#  > Telecomunicações >  > FIBERHOME >  >  ONUs bloqueadas?

## alisonmallmann

Olá,

Gostaria de saber porque não consigo utilizar ONUs de outras marcas na minha OLT Fiberhome, exemplo ONUs ZTE, elas até aparecem mais depois que são liberadas pelo sistema ficam ligando e desligando no ANM.

Obrigado.

----------


## Zeroberto

Não queres testar a ONU da Digistar com a tua OLT Fiberhome? Temos várias clientes nestas condições.
http://www.digistar.com.br/produtos/...grg-21000.html
Desenvolvimento e fabricação próprio, com preço e condições competitivas. Também temos OLT, com sistema de gerência gratuita para até 5 OLTs, com suporte direto do fabricante.
Para cotações, favor enviar email para [email protected] com CNPJ e dados para contato.

----------


## avatar52

#cd gponlinecard
#set pon_interconnection_switch slot 11 switch enable union_interconnect_switch enable
#cd ..
#save

Tá aí.

____________

== TAREFAS A FAZER ==
a - Pode citar do tópico sobre ONUs na OLT Fiberhome o trecho que vai de "## Zeroberto" até "dados para contato.", inclusive, sem alterar nada?
b - Como fica, em versão mais curta e com os fatos principais, o parágrafo do tópico sobre ONUs na OLT Fiberhome que começa com "Gostaria de saber porque"?

Entradas de indicação de objetos rotulados:
____________

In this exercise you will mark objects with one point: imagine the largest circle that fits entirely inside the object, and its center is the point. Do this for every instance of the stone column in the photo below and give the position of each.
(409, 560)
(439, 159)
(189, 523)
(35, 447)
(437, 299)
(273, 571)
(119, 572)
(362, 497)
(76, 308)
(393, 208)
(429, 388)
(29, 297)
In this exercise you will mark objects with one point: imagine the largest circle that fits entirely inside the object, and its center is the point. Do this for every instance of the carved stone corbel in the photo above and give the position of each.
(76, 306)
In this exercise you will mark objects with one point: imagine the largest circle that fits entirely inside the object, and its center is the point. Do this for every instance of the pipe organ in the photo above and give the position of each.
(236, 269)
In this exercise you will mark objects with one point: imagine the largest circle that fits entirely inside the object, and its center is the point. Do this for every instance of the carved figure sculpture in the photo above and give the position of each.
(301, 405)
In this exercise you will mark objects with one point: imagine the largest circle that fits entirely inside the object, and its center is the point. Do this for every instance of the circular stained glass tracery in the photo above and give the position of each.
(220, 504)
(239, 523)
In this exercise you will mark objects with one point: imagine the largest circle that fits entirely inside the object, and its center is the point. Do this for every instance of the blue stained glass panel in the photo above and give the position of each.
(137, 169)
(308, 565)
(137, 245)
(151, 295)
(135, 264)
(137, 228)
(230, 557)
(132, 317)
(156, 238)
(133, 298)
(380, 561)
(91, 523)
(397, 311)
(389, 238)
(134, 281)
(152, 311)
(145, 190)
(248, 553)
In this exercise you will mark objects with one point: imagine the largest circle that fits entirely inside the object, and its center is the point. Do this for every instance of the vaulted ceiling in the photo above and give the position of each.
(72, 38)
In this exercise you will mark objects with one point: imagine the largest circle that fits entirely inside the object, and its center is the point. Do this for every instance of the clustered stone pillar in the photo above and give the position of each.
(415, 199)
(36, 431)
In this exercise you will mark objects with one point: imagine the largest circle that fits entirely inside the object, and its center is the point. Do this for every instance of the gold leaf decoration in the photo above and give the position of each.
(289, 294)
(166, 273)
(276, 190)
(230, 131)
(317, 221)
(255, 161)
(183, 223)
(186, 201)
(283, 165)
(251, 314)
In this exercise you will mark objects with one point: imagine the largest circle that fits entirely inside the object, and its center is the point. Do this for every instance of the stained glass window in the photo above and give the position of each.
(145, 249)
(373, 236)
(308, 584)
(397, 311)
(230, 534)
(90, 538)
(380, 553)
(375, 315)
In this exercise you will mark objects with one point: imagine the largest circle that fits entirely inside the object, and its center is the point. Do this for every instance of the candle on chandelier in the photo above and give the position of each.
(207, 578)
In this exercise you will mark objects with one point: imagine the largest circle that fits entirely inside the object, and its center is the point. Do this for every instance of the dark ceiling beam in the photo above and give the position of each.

____________

== RESULTADOS DO EXERCÍCIO ==
a -
## Zeroberto

Não queres testar a ONU da Digistar com a tua OLT Fiberhome? Temos várias clientes nestas condições.
http://www.digistar.com.br/produtos/...grg-21000.html
Desenvolvimento e fabricação próprio, com preço e condições competitivas. Também temos OLT, com sistema de gerência gratuita para até 5 OLTs, com suporte direto do fabricante.
Para cotações, favor enviar email para [email protected] com CNPJ e dados para contato.

b - Por que ONUs de outras marcas, como as da ZTE, não funcionam na minha OLT Fiberhome? Elas aparecem, mas, depois de liberadas pelo sistema, ficam ligando e desligando no ANM.